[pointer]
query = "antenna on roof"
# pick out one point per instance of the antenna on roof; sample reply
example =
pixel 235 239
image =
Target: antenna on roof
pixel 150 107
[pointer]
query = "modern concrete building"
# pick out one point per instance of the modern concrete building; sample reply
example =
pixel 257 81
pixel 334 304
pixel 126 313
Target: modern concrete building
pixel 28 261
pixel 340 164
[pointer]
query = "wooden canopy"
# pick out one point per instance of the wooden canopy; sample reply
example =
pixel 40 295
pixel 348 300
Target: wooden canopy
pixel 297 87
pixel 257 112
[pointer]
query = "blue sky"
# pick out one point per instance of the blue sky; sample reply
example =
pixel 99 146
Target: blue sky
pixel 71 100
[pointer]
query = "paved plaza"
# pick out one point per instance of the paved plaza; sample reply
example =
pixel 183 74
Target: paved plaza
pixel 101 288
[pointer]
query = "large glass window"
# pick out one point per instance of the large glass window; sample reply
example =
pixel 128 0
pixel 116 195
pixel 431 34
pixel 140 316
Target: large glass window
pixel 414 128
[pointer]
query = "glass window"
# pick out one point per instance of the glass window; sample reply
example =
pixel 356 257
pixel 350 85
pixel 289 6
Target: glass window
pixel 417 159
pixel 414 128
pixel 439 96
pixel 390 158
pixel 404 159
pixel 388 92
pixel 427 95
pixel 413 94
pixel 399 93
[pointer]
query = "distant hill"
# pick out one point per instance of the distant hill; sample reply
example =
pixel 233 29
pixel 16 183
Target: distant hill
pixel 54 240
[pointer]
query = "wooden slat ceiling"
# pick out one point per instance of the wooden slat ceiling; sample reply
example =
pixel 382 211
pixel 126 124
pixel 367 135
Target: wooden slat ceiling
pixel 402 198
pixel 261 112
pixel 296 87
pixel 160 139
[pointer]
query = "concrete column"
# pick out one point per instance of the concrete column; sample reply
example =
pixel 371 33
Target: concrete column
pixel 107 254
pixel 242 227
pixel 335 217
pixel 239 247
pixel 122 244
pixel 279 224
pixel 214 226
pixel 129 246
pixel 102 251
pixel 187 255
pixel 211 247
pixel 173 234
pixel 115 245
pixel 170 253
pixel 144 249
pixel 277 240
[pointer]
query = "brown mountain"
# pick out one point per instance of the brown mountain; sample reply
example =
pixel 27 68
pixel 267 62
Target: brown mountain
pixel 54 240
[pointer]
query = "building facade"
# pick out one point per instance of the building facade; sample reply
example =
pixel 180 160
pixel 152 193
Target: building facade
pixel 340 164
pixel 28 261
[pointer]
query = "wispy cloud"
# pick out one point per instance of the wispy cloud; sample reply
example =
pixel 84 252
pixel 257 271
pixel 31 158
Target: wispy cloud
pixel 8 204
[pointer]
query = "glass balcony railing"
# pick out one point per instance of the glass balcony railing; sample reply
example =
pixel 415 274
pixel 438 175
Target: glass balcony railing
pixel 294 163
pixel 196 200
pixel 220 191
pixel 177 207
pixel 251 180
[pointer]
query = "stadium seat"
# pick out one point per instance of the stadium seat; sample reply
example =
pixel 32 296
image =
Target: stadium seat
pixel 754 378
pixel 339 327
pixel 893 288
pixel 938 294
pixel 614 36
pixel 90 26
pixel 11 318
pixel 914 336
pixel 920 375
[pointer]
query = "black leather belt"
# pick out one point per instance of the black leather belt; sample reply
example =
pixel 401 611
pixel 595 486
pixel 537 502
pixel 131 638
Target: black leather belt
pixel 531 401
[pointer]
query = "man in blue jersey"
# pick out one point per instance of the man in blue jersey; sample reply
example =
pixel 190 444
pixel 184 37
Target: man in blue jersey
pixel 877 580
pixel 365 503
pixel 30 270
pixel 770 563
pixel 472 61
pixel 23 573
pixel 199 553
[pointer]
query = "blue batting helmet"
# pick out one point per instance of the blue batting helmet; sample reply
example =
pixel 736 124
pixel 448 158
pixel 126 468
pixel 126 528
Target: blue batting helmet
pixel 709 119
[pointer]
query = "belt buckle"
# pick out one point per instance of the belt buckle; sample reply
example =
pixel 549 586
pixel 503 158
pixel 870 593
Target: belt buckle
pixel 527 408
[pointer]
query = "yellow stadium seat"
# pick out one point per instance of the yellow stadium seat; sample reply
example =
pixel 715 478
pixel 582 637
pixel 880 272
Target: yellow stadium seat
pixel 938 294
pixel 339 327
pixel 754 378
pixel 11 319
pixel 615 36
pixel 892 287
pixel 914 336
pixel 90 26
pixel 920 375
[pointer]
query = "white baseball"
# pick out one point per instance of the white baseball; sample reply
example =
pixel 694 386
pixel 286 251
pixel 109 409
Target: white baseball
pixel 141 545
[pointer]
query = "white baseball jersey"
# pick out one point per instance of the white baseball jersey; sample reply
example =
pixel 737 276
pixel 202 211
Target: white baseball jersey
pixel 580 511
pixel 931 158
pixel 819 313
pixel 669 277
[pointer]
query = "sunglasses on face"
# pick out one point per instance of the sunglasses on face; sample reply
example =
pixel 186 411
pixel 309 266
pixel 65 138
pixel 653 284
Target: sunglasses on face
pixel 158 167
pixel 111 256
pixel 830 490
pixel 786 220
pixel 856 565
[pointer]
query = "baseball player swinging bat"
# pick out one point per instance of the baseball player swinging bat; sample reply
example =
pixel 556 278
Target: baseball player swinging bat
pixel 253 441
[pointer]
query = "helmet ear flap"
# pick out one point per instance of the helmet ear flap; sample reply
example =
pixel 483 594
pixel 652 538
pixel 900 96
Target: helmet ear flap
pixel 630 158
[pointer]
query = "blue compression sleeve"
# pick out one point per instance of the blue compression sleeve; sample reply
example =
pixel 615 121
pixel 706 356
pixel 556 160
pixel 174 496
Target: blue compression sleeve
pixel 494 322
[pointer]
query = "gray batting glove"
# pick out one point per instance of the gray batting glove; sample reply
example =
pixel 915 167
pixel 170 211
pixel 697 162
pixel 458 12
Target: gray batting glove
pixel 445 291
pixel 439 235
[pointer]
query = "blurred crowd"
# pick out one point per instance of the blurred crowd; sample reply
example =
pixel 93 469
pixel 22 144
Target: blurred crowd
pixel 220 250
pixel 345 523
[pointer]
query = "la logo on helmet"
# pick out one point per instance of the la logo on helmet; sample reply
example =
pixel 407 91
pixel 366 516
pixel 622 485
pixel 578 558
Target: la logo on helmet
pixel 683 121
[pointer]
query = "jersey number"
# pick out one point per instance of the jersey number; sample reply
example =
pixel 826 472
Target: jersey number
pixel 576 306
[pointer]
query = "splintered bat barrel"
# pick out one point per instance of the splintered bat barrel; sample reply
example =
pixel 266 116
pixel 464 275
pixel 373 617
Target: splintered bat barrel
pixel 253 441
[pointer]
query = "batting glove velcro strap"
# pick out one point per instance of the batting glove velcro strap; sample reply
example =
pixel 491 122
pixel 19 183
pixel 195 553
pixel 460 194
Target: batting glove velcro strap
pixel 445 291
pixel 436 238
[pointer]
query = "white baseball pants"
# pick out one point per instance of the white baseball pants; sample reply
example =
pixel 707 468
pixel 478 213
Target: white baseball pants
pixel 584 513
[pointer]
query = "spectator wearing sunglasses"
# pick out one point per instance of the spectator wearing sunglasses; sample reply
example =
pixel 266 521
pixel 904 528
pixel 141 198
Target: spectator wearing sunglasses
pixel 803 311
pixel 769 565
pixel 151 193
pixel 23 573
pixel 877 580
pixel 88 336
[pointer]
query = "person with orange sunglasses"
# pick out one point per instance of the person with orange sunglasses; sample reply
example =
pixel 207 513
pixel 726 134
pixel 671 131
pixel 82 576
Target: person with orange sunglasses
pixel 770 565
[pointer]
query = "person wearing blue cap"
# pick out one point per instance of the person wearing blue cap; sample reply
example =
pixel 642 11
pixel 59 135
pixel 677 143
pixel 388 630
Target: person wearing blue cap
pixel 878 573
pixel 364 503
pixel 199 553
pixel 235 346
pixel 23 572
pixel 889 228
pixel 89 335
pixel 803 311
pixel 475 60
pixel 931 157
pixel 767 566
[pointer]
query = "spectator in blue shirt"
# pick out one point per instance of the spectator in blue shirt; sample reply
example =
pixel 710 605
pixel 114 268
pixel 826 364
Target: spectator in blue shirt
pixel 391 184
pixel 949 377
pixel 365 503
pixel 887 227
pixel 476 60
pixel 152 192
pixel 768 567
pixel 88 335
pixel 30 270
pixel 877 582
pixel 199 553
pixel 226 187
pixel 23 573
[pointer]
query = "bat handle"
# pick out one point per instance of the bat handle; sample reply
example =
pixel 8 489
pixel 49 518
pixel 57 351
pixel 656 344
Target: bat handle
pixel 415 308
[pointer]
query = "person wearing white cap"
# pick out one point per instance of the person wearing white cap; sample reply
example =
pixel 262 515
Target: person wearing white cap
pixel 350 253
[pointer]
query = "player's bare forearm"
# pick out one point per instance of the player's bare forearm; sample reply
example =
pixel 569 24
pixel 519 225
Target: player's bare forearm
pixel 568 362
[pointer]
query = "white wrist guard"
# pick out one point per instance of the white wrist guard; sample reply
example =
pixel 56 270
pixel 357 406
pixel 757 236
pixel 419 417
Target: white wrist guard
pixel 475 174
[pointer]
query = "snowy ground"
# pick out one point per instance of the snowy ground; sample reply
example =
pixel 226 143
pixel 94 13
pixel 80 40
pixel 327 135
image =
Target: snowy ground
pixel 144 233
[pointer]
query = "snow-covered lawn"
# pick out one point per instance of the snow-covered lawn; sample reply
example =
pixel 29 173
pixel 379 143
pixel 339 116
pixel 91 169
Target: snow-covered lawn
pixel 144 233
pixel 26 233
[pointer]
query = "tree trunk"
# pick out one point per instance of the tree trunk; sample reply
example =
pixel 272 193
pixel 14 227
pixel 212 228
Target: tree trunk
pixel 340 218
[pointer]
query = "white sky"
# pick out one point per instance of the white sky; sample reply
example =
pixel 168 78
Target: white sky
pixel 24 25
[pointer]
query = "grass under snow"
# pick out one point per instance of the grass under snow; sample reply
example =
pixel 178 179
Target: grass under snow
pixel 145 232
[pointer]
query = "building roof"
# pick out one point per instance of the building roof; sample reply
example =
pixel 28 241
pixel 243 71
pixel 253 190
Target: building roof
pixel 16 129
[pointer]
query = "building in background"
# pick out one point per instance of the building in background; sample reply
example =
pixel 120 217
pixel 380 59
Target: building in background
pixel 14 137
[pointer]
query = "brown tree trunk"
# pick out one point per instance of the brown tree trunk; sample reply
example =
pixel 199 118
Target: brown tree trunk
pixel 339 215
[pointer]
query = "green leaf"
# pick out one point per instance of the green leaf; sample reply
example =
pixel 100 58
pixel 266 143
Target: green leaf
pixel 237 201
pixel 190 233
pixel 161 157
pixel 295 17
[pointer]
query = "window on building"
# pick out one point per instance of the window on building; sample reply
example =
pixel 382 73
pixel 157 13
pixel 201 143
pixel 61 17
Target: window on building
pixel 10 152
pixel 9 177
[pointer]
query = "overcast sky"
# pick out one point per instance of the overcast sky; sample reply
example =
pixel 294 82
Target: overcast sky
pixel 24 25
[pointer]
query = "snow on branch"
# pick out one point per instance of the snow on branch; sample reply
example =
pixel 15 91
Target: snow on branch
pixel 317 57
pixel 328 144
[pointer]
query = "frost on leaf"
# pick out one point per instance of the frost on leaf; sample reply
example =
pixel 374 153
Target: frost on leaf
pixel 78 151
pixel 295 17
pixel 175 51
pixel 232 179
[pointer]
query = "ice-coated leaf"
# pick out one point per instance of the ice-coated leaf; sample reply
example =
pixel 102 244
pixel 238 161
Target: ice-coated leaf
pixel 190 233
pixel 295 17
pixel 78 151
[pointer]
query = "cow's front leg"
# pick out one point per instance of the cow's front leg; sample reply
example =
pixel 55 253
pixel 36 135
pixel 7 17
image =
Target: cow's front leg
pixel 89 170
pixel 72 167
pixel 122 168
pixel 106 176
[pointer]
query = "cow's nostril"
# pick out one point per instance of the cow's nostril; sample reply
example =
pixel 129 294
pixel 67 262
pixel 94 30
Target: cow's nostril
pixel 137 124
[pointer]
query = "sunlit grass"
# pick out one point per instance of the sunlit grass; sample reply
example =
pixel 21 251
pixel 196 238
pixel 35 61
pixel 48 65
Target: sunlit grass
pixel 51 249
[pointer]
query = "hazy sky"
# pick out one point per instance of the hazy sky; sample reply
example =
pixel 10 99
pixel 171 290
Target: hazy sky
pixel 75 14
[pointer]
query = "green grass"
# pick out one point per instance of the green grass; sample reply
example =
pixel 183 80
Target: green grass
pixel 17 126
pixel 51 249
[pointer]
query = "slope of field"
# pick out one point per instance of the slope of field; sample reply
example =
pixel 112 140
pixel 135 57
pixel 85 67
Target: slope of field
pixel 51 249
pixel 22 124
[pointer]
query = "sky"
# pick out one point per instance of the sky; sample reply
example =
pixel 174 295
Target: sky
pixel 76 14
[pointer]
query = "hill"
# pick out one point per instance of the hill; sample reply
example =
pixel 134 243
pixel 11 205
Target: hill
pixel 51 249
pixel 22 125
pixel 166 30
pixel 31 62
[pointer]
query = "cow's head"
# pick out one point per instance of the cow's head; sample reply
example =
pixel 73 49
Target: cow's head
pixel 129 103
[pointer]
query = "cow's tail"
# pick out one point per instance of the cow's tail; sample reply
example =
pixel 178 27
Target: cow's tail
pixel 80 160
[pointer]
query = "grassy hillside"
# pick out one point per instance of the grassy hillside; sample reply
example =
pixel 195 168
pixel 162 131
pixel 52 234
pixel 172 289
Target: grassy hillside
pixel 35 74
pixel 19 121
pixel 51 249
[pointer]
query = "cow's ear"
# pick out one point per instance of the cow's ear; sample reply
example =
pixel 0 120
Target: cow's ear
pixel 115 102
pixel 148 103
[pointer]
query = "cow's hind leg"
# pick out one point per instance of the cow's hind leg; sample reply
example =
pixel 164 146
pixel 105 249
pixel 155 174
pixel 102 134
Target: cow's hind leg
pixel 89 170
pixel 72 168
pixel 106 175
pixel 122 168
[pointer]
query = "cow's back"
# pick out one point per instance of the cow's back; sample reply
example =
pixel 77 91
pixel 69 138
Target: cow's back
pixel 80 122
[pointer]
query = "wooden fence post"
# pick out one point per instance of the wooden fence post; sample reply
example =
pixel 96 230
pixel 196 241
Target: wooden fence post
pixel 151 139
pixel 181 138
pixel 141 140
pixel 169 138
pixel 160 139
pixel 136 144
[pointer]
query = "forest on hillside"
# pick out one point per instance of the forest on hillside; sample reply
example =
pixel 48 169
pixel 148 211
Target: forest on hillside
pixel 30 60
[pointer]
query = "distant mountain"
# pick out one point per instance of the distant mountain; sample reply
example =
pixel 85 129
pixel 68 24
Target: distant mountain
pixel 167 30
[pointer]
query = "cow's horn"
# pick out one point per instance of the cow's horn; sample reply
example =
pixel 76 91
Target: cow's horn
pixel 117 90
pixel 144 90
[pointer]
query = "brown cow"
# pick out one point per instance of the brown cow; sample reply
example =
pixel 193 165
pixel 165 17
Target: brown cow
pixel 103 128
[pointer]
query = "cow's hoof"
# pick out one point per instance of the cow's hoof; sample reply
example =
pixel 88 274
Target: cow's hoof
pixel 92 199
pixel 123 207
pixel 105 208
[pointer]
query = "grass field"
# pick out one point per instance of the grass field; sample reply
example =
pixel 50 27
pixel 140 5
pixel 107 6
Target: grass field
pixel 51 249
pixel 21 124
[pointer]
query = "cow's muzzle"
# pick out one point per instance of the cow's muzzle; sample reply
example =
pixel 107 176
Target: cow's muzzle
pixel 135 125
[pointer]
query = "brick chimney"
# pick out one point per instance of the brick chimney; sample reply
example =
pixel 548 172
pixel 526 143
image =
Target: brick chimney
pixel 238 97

WHAT TO WORK ON:
Your answer should consist of the lines from the line with "pants; sample reply" to the line with "pixel 710 605" above, repeated exactly, both ends included.

WRITTEN SOLUTION:
# pick out one point per instance of the white baseball pants; sample reply
example =
pixel 707 468
pixel 478 213
Target: white baseball pants
pixel 584 513
[pointer]
query = "spectator wearing sunglasses"
# pick out one point per instance of the spectator wearing sunglasses; sample reply
example =
pixel 266 521
pixel 904 528
pixel 141 198
Target: spectator wearing sunglasses
pixel 803 311
pixel 769 565
pixel 151 193
pixel 23 573
pixel 877 580
pixel 88 336
[pointer]
query = "person with orange sunglasses"
# pick out one point per instance of the person with orange sunglasses; sample reply
example =
pixel 207 513
pixel 726 134
pixel 671 131
pixel 82 576
Target: person with orange sunglasses
pixel 770 565
[pointer]
query = "person wearing blue cap"
# pick out one point per instance of the person wearing blue cap; sample reply
example =
pixel 642 11
pixel 59 135
pixel 677 143
pixel 388 630
Target: person wearing blue cap
pixel 878 573
pixel 364 503
pixel 199 553
pixel 235 346
pixel 23 572
pixel 889 228
pixel 89 335
pixel 803 311
pixel 475 60
pixel 931 157
pixel 767 566
[pointer]
query = "spectator in blue shirt"
# pick out one point per instance of the spectator in blue shirt; sample reply
example =
pixel 710 605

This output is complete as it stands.